▶ _The data_:
-=-=-=-=-

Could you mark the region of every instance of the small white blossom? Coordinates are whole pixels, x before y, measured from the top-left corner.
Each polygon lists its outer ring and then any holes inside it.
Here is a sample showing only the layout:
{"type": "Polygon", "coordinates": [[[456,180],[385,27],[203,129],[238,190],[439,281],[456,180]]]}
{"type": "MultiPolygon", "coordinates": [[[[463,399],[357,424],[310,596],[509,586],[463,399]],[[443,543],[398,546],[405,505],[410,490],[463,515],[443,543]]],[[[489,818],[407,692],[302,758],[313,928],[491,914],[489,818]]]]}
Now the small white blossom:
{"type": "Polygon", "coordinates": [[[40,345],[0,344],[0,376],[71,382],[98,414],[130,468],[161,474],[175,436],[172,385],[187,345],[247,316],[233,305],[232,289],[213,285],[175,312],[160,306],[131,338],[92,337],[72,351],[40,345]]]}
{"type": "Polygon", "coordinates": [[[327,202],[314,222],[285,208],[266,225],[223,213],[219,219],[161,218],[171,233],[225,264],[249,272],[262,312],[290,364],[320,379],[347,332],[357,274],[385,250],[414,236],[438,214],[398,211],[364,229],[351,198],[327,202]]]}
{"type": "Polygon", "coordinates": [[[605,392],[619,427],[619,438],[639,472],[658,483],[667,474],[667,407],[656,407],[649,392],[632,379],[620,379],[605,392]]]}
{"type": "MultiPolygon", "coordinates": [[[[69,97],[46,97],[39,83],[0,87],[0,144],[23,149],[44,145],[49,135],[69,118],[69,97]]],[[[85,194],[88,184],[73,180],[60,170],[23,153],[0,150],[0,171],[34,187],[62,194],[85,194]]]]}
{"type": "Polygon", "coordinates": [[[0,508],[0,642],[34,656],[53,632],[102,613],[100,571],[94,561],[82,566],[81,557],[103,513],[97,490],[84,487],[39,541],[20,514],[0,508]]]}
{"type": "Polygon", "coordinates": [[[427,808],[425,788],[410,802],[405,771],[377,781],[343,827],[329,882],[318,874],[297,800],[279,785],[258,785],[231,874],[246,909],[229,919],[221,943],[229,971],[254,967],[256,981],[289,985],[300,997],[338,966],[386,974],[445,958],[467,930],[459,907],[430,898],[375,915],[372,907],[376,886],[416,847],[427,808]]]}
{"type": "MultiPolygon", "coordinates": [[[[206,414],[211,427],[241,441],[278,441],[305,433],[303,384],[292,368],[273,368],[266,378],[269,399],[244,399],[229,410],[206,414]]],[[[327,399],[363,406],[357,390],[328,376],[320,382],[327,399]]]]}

-=-=-=-=-

▶ _Work task_:
Return all of the data above verbatim.

▶ _Final answer_:
Could you mark the region of every instance of the small white blossom? Coordinates are whole pixels, x before y, measured from the top-left corner.
Each polygon lists its outer ring and then any holes inside it.
Here is a sample showing only the layout:
{"type": "Polygon", "coordinates": [[[456,180],[385,27],[203,129],[238,190],[439,281],[456,180]]]}
{"type": "MultiPolygon", "coordinates": [[[[463,399],[357,424],[310,596],[509,586],[463,399]],[[443,543],[398,546],[405,505],[410,490],[463,515],[443,543]]],[[[489,818],[407,692],[302,758],[313,928],[491,914],[489,818]]]]}
Now the small white blossom:
{"type": "Polygon", "coordinates": [[[40,345],[0,344],[0,376],[71,382],[98,414],[130,468],[161,474],[175,436],[172,385],[187,345],[247,316],[233,305],[232,289],[213,285],[175,312],[160,306],[131,338],[92,337],[72,351],[40,345]]]}
{"type": "Polygon", "coordinates": [[[327,202],[314,222],[285,208],[266,225],[223,213],[219,219],[161,218],[171,233],[225,264],[249,272],[262,312],[290,364],[320,379],[347,332],[357,274],[385,250],[414,236],[438,214],[398,211],[364,229],[351,198],[327,202]]]}
{"type": "Polygon", "coordinates": [[[605,392],[619,427],[619,438],[639,472],[658,483],[667,474],[667,407],[656,407],[649,392],[632,379],[620,379],[605,392]]]}
{"type": "MultiPolygon", "coordinates": [[[[69,97],[46,97],[39,83],[0,87],[0,144],[23,149],[44,145],[49,135],[69,118],[69,97]]],[[[85,194],[88,184],[73,180],[60,170],[23,153],[0,150],[0,171],[34,187],[62,194],[85,194]]]]}
{"type": "Polygon", "coordinates": [[[0,508],[0,642],[34,656],[53,632],[102,613],[100,571],[94,561],[82,566],[81,557],[103,513],[97,490],[84,487],[39,541],[20,514],[0,508]]]}
{"type": "Polygon", "coordinates": [[[427,808],[425,788],[410,802],[405,771],[377,781],[343,827],[329,882],[318,874],[297,800],[279,785],[258,785],[231,874],[246,909],[229,919],[221,943],[229,971],[254,967],[256,981],[289,985],[300,997],[338,966],[386,974],[445,958],[467,930],[459,907],[430,898],[375,915],[372,907],[376,886],[416,847],[427,808]]]}
{"type": "MultiPolygon", "coordinates": [[[[206,414],[211,427],[241,441],[278,441],[305,433],[303,384],[292,368],[273,368],[266,378],[269,399],[244,399],[229,410],[206,414]]],[[[327,399],[363,406],[357,390],[328,376],[320,382],[327,399]]]]}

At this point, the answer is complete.